Extracted text:

8

This is a question about API desing. When extension methods were added in C#, IEnumerable got all the methods that enabled using lambda expression directly on all Collections.

With the advent of lambdas and default methods in Java, I would expect that Collection would implement Stream and provide default implementations for all its methods. This way, we would not need to call stream() in order to leverage the power it provides.

What is the reason the library architects opted for the less convenient approach?

Vitaliy
  • 8,044
  • 7
  • 38
  • 66
  • 6
    is a collection a stream? – UmNyobe Feb 11 '15 at 16:28
  • 1
    Yes it is. But not vice versa. And even if this spawns a philosophical controversy, it makes a lot of practical sense. As I mentioned, it worked wonderfully in C#. – Vitaliy Feb 11 '15 at 16:35
  • 5
    In my opinion, the primary difference is this: A stream is supposed to be useful for operations on the elements whereas a collection is supposed to store elements. – Tobias Feb 11 '15 at 16:41
  • @still_learning I see it that way too. – UmNyobe Feb 11 '15 at 16:43
  • 6
    [Answer from one of the library architects](http://stackoverflow.com/a/24472635/3179759) – Alex - GlassEditor.com Feb 11 '15 at 16:47
  • But a collection is also used to retrieve elements. And the retrieval itself can be tightly coupled to the internal implementation details of the collection. – Vitaliy Feb 11 '15 at 21:15

4 Answers4

11

From Maurice Naftalin's Lambda FAQ:

Why are Stream operations not defined directly on Collection?

[Dataset rows]

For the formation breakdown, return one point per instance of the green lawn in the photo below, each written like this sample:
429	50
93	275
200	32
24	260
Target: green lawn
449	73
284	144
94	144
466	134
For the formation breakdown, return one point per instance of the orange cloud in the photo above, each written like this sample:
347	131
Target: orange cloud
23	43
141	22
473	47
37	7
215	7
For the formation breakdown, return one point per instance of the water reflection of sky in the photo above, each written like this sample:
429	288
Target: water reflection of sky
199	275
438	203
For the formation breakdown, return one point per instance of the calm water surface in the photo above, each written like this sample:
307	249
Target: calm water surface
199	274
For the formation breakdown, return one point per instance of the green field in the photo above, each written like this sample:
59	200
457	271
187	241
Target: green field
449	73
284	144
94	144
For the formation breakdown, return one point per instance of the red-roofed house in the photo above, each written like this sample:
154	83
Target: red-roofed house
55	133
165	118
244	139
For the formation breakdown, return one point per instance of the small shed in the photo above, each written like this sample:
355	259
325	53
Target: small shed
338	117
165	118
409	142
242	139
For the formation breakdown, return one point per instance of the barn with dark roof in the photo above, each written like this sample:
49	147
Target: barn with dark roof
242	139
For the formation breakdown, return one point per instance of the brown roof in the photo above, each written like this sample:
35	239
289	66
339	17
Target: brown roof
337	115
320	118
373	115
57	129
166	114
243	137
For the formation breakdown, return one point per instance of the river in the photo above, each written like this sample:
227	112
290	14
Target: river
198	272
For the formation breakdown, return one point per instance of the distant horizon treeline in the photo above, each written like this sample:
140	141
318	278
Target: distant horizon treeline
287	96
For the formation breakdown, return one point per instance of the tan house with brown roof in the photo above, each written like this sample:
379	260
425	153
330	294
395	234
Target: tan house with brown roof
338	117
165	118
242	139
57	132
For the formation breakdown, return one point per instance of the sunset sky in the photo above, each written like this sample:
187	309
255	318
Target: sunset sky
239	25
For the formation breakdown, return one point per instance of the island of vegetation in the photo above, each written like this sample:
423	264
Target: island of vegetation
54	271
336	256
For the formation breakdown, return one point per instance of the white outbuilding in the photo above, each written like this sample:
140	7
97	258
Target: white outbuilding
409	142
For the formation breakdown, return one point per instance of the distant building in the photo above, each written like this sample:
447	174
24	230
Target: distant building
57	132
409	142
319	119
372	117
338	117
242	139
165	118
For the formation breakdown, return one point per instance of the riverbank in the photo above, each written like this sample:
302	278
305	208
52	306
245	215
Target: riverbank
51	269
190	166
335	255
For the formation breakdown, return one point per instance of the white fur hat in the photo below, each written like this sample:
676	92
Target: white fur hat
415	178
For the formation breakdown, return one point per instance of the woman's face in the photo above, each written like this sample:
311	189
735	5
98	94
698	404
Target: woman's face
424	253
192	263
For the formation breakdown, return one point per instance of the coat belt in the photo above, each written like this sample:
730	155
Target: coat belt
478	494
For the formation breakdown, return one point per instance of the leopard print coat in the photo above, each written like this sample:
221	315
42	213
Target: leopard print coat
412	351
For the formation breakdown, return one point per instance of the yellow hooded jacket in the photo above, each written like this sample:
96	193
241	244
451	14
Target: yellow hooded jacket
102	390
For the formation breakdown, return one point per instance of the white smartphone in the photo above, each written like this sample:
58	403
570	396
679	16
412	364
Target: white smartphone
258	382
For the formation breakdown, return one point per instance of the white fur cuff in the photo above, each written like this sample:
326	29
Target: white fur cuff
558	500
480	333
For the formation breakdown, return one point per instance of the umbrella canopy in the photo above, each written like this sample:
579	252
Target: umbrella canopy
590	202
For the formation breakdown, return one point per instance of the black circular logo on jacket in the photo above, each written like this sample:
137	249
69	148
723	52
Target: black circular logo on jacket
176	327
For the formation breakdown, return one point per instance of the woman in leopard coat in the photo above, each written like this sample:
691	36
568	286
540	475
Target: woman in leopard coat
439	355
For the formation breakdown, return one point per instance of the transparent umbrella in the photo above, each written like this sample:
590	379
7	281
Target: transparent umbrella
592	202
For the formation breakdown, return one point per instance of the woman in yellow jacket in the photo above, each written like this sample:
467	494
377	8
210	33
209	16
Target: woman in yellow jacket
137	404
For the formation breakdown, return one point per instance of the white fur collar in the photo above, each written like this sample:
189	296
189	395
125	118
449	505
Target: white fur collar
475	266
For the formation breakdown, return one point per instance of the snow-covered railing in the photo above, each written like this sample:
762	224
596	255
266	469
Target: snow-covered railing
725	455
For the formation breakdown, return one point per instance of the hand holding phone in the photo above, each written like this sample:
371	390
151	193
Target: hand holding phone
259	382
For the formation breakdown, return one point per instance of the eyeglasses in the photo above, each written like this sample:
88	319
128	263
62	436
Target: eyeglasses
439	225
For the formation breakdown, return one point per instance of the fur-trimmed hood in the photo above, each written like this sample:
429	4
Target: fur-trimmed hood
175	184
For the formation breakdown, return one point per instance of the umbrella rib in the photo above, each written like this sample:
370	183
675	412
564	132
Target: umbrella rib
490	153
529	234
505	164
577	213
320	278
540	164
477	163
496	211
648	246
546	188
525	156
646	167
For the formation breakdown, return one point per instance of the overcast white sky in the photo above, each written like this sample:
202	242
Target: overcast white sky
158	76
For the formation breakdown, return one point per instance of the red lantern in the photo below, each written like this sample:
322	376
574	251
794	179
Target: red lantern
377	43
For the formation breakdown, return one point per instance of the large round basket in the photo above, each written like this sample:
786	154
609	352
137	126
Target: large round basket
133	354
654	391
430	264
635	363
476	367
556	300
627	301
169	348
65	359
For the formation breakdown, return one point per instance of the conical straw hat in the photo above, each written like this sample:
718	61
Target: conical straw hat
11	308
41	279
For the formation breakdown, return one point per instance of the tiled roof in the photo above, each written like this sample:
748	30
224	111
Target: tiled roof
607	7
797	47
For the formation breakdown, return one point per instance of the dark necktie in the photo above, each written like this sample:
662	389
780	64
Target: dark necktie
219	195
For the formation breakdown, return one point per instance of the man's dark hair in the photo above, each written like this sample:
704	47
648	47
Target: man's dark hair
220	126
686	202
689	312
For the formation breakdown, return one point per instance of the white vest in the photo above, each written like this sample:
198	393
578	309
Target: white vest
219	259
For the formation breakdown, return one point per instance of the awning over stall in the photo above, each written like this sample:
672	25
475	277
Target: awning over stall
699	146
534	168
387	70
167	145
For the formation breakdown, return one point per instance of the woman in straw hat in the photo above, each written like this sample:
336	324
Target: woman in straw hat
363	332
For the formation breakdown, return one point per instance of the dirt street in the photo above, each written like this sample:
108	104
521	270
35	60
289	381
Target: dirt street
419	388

Requirements:
1. Answer these questions from the Java streams thread, each on its own line:
(a) Which C# feature gave IEnumerable the methods for using lambda expressions on collections?
(b) In the comment from Tobias, what is a collection supposed to do?
(c) Whose Lambda FAQ does the top answer quote?
2. Translate this sentence from the Java streams thread into Spanish: "What is the reason the library architects opted for the less convenient approach?"
3. Continue the thread on Java collections and streams from where it stops.

Answers for the exercise:
1.
(a) Extension methods
(b) Store elements
(c) Maurice Naftalin's

2. ¿Cuál es la razón por la que los arquitectos de la biblioteca optaron por el enfoque menos conveniente?

3.
Early drafts of the API exposed methods like filter, map, and reduce on Collection or Iterable. However, user experience with this design led to a more formal separation of the “stream” methods into their own abstraction. Reasons included:

  • Methods on Collection such as removeAll make in-place modifications, in contrast to the new methods which are more functional in nature. Mixing two different kinds of methods on the same abstraction forces the user to keep track of which are which. For example, given the declaration

    Collection strings;
    

    the two very similar-looking method calls

    strings.removeAll(s -> s.length() == 0);
    strings.filter(s -> s.length() == 0);          // not supported in the current API
    

    would have surprisingly different results; the first would remove all empty String objects from the collection, whereas the second would return a stream containing all the non-empty Strings, while having no effect on the collection.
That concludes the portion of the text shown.